- **Set task a**
Reproduce the passage of the warrant dividend section starting with "SECTION 3. Certain" and going on through "B. Preferred Stock.", keeping every word and mark unchanged.

- **Source passage**
>>>

SECTION 3. Certain Rights of Holders Regarding Dividends.
---------------------------------------------
A. Common Stock. If the Company pays a dividend or distribution
------------
upon the Common Stock, other than dividends or distributions described in
Section 2C, then the Company shall pay to the holder of this Warrant, at the
time of payment thereof, the amount of cash which would have been paid to such
holder had this Warrant been fully exercised immediately prior to the date on
which a record is taken for such dividend or distribution or, if no record is
taken, the date as of which the record holders of Common Stock entitled to said
dividends or distributions are to be determined.
10
B. Preferred Stock.
---------------
(i) If the Company pays a dividend or distribution upon the
Series A Preferred Stock in cash including any payment made upon a redemption of
Series A Preferred Stock, then the Company shall pay to the holder of this
Warrant, at the time of payment thereof, the amount of cash which would have
been paid to such holder had this Warrant been fully exercised as of the date
hereof. Upon the Company's redemption of Series A Preferred Stock, the Warrant
shall be deemed exercised and shall terminate with respect to the Series A
Preferred Stock subject to such redemption.
(ii) Notwithstanding the foregoing, immediately prior to the
conversion of Series A Preferred Stock (as provided in the Certificate of
Incorporation of the Company) and at every Dividend Accrual Date (as defined in
the Certificate of Incorporation of the Company) for which dividends accrue on
the Series A Preferred Stock but are not paid, the Preferred Warrant Shares for
which this Warrant is exercisable shall be increased by the number of shares of
Series A Preferred Stock determined by a fraction, (x) the numerator of which is
the dollar amount of the dividend that would have accrued on the Preferred
Warrant Shares had this Warrant been fully exercised as of the date hereof and
(y) the denominator of which is the Series A Issue Price. If the Preferred
Warrant Shares for which this Warrant is exercisable are increased pursuant to
this Section 3(B)(ii) for any Dividend Accrual Date, then no cash payments shall
be made pursuant to Section 3(B)(i) hereof due to cash dividends which were paid
in arrears with respect to any such Dividend Accrual Date.

<<<

- **Rows**
>>>

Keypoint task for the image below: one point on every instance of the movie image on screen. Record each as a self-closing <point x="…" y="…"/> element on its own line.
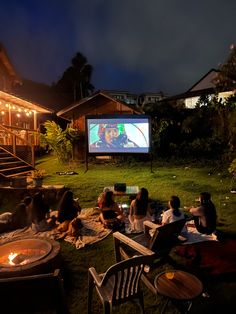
<point x="119" y="134"/>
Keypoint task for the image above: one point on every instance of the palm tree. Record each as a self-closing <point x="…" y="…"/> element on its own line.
<point x="75" y="81"/>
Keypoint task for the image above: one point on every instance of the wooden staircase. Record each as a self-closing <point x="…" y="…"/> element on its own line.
<point x="12" y="166"/>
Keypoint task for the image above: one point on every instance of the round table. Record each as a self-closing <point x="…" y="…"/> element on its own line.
<point x="178" y="285"/>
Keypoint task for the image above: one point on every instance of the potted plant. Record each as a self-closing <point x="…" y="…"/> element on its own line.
<point x="37" y="175"/>
<point x="232" y="170"/>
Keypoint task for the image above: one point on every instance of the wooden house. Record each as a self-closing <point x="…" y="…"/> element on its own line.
<point x="19" y="123"/>
<point x="97" y="104"/>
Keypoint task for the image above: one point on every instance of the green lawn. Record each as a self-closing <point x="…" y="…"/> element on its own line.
<point x="183" y="179"/>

<<<

- **Set task b**
Pull out each line of the rows that contains the word "wooden", matching capitalization exactly.

- **Exercise solution a**
SECTION 3. Certain Rights of Holders Regarding Dividends.
---------------------------------------------
A. Common Stock. If the Company pays a dividend or distribution
------------
upon the Common Stock, other than dividends or distributions described in
Section 2C, then the Company shall pay to the holder of this Warrant, at the
time of payment thereof, the amount of cash which would have been paid to such
holder had this Warrant been fully exercised immediately prior to the date on
which a record is taken for such dividend or distribution or, if no record is
taken, the date as of which the record holders of Common Stock entitled to said
dividends or distributions are to be determined.
10
B. Preferred Stock.

- **Exercise solution b**
Keypoint task for the image above: one point on every instance of the wooden staircase. Record each as a self-closing <point x="…" y="…"/> element on its own line.
Keypoint task for the image above: one point on every instance of the wooden house. Record each as a self-closing <point x="…" y="…"/> element on its own line.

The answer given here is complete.